**Instruction 1**: According to the headers-sync commit, what does the CompressedHeader struct leave out of a CBlockHeader?

**Document extract**:
↓↓↓

Utilize anti-DoS headers download strategy

Avoid permanently storing headers from a peer, unless the headers are part of a
chain with sufficiently high work. This prevents memory attacks using low-work
headers.

Designed and co-authored with Pieter Wuille.

1 files changed, 268 insertions, 0 deletions

diff --git a/src/headerssync.h b/src/headerssync.h
new file mode 100644
index 0000000000..b694407792
--- /dev/null
+++ b/src/headerssync.h
@@ -0,0 +1,268 @@
+// Copyright (c) 2022 The Bitcoin Core developers
+// Distributed under the MIT software license, see the accompanying
+// file COPYING or http://www.opensource.org/licenses/mit-license.php.
+
+#ifndef BITCOIN_HEADERSSYNC_H
+#define BITCOIN_HEADERSSYNC_H
+
+#include <arith_uint256.h>
+#include <chain.h>
+#include <consensus/params.h>
+#include <net.h> // For NodeId
+#include <primitives/block.h>
+#include <uint256.h>
+#include <util/bitdeque.h>
+#include <util/hasher.h>
+
+#include <deque>
+#include <vector>
+
+// A compressed CBlockHeader, which leaves out the prevhash
+struct CompressedHeader {
+    // header
+    int32_t nVersion{0};
+    uint256 hashMerkleRoot;
+    uint32_t nTime{0};
+    uint32_t nBits{0};
+    uint32_t nNonce{0};
+
+    CompressedHeader()
+    {
+        hashMerkleRoot.SetNull();
+    }
+
+    CompressedHeader(const CBlockHeader& header)
+    {
+        nVersion = header.nVersion;
+        hashMerkleRoot = header.hashMerkleRoot;
+        nTime = header.nTime;
+        nBits = header.nBits;
+        nNonce = header.nNonce;
+    }
+
+    CBlockHeader GetFullHeader(const uint256& hash_prev_block) {
+        CBlockHeader ret;
+        ret.nVersion = nVersion;
+        ret.hashPrevBlock = hash_prev_block;
+        ret.hashMerkleRoot = hashMerkleRoot;
+        ret.nTime = nTime;
+        ret.nBits = nBits;
+        ret.nNonce = nNonce;
+        return ret;
+    };
+};
+
+/** HeadersSyncState:
+ *
+ * We wish to download a peer's headers chain in a DoS-resistant way.

↑↑↑

**Instruction 2**: Pull out every line of the records below that contains the string "like". Case counts.

**Dataset rows**:
↓↓↓

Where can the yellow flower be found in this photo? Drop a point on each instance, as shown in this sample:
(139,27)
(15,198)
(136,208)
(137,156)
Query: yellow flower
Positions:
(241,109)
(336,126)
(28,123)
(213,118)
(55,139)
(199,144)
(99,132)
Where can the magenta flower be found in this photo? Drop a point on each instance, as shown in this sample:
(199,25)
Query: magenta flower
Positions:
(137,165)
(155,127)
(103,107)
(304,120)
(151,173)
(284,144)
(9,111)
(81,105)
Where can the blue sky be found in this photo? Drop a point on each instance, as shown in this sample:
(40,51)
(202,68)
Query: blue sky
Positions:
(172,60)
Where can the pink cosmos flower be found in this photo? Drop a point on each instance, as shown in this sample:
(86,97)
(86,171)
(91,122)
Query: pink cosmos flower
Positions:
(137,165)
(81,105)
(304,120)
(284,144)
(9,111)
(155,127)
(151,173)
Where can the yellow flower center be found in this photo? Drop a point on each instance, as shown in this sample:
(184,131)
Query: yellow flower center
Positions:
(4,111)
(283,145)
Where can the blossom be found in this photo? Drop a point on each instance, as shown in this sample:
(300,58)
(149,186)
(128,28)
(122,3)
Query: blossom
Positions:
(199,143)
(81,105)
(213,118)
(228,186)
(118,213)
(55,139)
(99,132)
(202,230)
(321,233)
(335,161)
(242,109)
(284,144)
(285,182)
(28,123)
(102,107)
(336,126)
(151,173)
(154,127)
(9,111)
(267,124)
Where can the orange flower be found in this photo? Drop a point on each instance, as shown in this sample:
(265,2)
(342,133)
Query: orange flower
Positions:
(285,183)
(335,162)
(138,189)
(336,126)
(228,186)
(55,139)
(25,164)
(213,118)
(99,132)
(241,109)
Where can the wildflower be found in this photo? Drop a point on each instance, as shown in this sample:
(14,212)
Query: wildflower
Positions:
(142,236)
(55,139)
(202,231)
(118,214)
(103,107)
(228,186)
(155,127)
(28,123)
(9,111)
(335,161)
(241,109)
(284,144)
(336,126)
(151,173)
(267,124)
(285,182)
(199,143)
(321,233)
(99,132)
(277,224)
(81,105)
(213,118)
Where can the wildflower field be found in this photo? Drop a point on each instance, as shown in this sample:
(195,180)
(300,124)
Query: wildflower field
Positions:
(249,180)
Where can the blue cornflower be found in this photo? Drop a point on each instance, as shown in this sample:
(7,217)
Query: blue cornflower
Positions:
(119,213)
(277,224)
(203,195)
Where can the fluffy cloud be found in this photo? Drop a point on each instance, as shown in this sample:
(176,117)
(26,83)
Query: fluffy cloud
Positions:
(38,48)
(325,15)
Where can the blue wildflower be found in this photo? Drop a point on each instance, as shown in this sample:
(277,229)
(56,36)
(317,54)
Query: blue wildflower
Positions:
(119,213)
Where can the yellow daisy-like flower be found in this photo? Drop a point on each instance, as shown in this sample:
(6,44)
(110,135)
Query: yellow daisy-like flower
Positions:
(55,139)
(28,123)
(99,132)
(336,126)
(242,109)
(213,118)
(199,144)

↑↑↑
↓↓↓

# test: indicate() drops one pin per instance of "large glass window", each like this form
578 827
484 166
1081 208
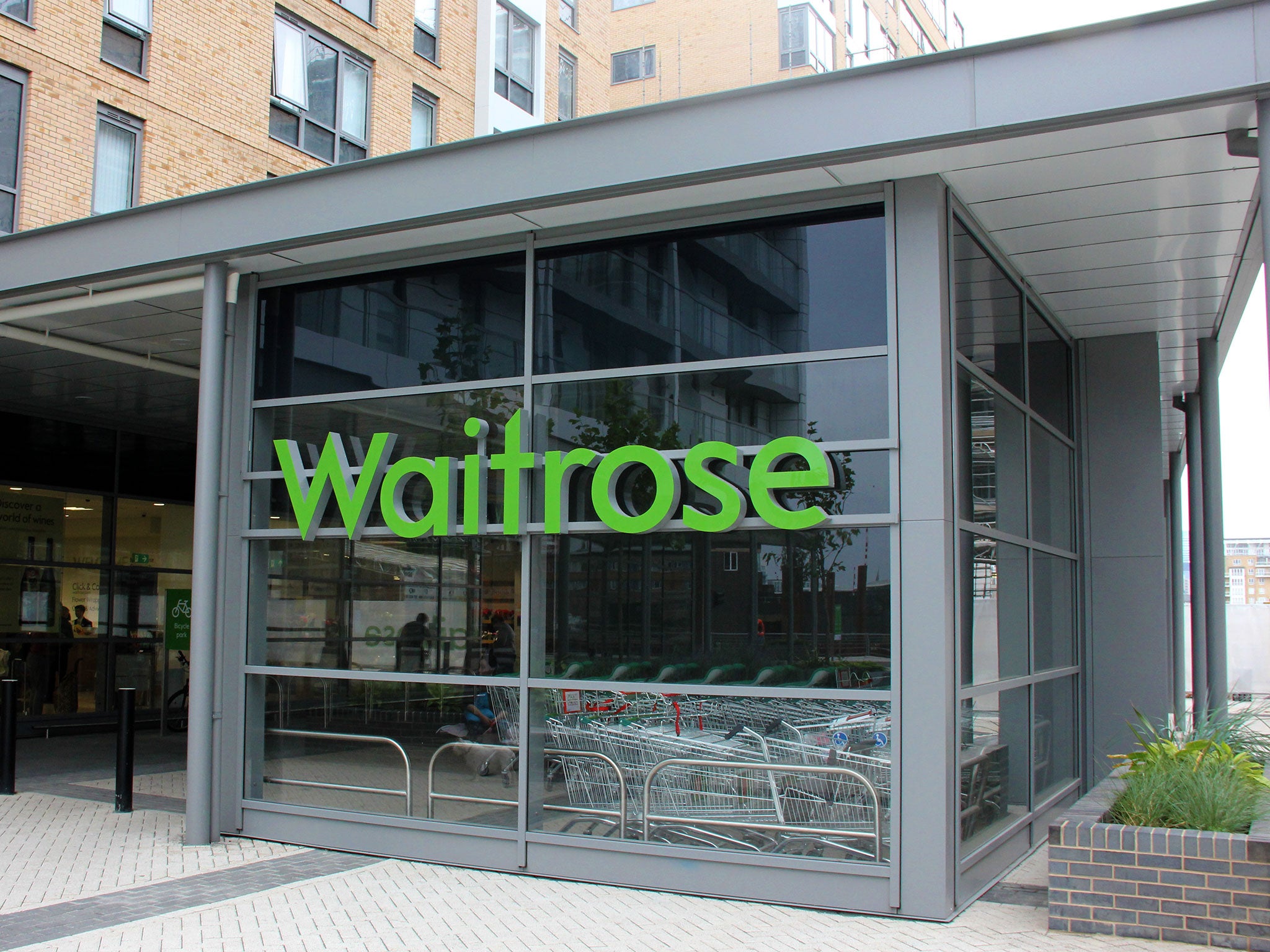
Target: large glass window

↑↑↑

**Result 1**: The prevhash.

**Result 2**:
Where can the yellow daisy-like flower be found in this photo? Drop a point on each instance, as shown in this sample:
Query: yellow daisy-like flower
# test: indicate() drops one pin per instance of "large glass window", each like this form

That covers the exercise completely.